Segment Start: Extracted information
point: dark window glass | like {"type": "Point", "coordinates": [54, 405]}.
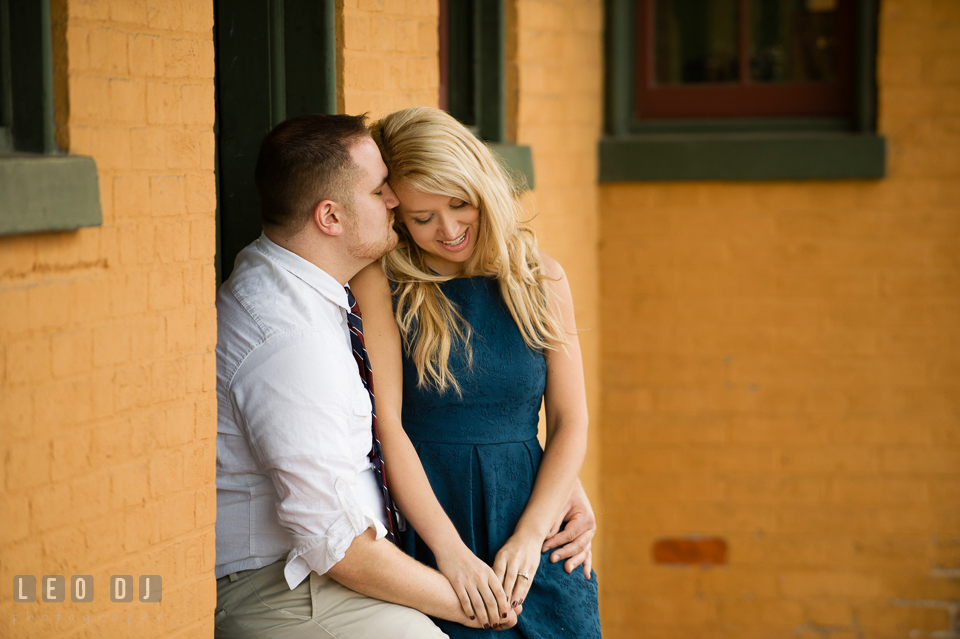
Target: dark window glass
{"type": "Point", "coordinates": [744, 58]}
{"type": "Point", "coordinates": [793, 41]}
{"type": "Point", "coordinates": [695, 41]}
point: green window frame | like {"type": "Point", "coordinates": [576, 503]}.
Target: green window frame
{"type": "Point", "coordinates": [736, 149]}
{"type": "Point", "coordinates": [274, 59]}
{"type": "Point", "coordinates": [476, 77]}
{"type": "Point", "coordinates": [41, 189]}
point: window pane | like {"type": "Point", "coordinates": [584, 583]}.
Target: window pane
{"type": "Point", "coordinates": [792, 40]}
{"type": "Point", "coordinates": [696, 41]}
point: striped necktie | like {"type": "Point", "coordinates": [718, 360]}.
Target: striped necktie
{"type": "Point", "coordinates": [366, 374]}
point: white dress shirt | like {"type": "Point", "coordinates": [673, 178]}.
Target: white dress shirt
{"type": "Point", "coordinates": [293, 419]}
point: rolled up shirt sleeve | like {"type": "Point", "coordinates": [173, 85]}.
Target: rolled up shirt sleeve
{"type": "Point", "coordinates": [307, 417]}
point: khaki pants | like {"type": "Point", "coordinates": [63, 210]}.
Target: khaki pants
{"type": "Point", "coordinates": [258, 603]}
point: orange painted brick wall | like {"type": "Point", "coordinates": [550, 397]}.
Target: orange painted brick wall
{"type": "Point", "coordinates": [781, 369]}
{"type": "Point", "coordinates": [387, 55]}
{"type": "Point", "coordinates": [107, 334]}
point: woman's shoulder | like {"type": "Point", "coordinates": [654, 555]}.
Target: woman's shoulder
{"type": "Point", "coordinates": [551, 267]}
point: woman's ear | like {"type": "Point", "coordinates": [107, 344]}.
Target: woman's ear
{"type": "Point", "coordinates": [328, 216]}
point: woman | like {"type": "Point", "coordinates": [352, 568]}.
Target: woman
{"type": "Point", "coordinates": [469, 328]}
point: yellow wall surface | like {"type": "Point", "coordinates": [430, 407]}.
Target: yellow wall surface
{"type": "Point", "coordinates": [781, 370]}
{"type": "Point", "coordinates": [108, 415]}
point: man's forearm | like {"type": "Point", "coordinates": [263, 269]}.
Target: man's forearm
{"type": "Point", "coordinates": [379, 569]}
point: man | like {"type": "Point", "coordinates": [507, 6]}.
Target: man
{"type": "Point", "coordinates": [302, 531]}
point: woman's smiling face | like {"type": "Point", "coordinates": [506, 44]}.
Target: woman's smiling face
{"type": "Point", "coordinates": [444, 227]}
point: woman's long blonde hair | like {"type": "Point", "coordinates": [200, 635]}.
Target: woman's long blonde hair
{"type": "Point", "coordinates": [428, 150]}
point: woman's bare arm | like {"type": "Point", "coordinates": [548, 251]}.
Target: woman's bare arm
{"type": "Point", "coordinates": [566, 409]}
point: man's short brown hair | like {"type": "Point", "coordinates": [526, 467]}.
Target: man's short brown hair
{"type": "Point", "coordinates": [303, 161]}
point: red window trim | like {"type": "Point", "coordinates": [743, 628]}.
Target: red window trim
{"type": "Point", "coordinates": [742, 99]}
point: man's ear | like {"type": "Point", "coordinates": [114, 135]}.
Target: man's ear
{"type": "Point", "coordinates": [328, 216]}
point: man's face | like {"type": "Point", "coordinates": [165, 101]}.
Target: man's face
{"type": "Point", "coordinates": [370, 220]}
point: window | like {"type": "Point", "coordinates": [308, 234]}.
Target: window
Segment End: Extracted information
From top to bottom, restate the records above exactly and omit every picture.

point: dark window glass | like {"type": "Point", "coordinates": [54, 405]}.
Target: dark window glass
{"type": "Point", "coordinates": [744, 58]}
{"type": "Point", "coordinates": [793, 41]}
{"type": "Point", "coordinates": [695, 41]}
point: green window frame | like {"type": "Point", "coordinates": [576, 503]}.
Target: green window frame
{"type": "Point", "coordinates": [736, 149]}
{"type": "Point", "coordinates": [274, 59]}
{"type": "Point", "coordinates": [476, 77]}
{"type": "Point", "coordinates": [41, 189]}
point: window pane | like {"type": "Point", "coordinates": [584, 583]}.
Target: window pane
{"type": "Point", "coordinates": [792, 40]}
{"type": "Point", "coordinates": [696, 41]}
point: striped necktie | like {"type": "Point", "coordinates": [718, 360]}.
Target: striped necktie
{"type": "Point", "coordinates": [366, 374]}
point: white dress shirt | like {"type": "Point", "coordinates": [673, 178]}.
Target: white dress shirt
{"type": "Point", "coordinates": [293, 419]}
point: rolled up shirt sleeve | like {"type": "Point", "coordinates": [173, 85]}.
Target: rolled up shirt sleeve
{"type": "Point", "coordinates": [307, 417]}
point: khaki pants | like {"type": "Point", "coordinates": [63, 210]}.
Target: khaki pants
{"type": "Point", "coordinates": [258, 603]}
point: orange painted brick wall | like {"type": "Point", "coordinates": [550, 397]}.
Target: orange painted brick wall
{"type": "Point", "coordinates": [781, 369]}
{"type": "Point", "coordinates": [387, 55]}
{"type": "Point", "coordinates": [107, 334]}
point: woman's shoulder | like {"type": "Point", "coordinates": [654, 555]}.
Target: woman's shoulder
{"type": "Point", "coordinates": [551, 267]}
point: woman's ear | like {"type": "Point", "coordinates": [107, 344]}.
Target: woman's ear
{"type": "Point", "coordinates": [328, 216]}
point: woman | like {"type": "Point", "coordinates": [352, 568]}.
Target: woman
{"type": "Point", "coordinates": [469, 328]}
point: yellow wall surface | like {"type": "Point", "coordinates": [430, 407]}.
Target: yellow wall surface
{"type": "Point", "coordinates": [781, 370]}
{"type": "Point", "coordinates": [108, 415]}
point: man's forearm | like {"type": "Point", "coordinates": [263, 269]}.
Target: man's forearm
{"type": "Point", "coordinates": [379, 569]}
point: man | like {"type": "Point", "coordinates": [507, 6]}.
Target: man
{"type": "Point", "coordinates": [302, 531]}
point: woman's smiling face | like {"type": "Point", "coordinates": [506, 44]}.
Target: woman's smiling face
{"type": "Point", "coordinates": [444, 227]}
point: woman's long blonde hair | like {"type": "Point", "coordinates": [200, 635]}.
Target: woman's long blonde hair
{"type": "Point", "coordinates": [428, 150]}
point: woman's bare arm | like {"type": "Point", "coordinates": [548, 251]}.
Target: woman's bare arm
{"type": "Point", "coordinates": [566, 409]}
point: man's short brown hair | like {"type": "Point", "coordinates": [526, 467]}.
Target: man's short brown hair
{"type": "Point", "coordinates": [303, 161]}
point: red window trim | like {"type": "Point", "coordinates": [743, 628]}.
Target: red window trim
{"type": "Point", "coordinates": [742, 99]}
point: man's ear | like {"type": "Point", "coordinates": [114, 135]}.
Target: man's ear
{"type": "Point", "coordinates": [328, 216]}
point: man's face | like {"type": "Point", "coordinates": [165, 101]}.
Target: man's face
{"type": "Point", "coordinates": [370, 220]}
point: window | like {"type": "Point", "coordinates": [308, 234]}.
Target: window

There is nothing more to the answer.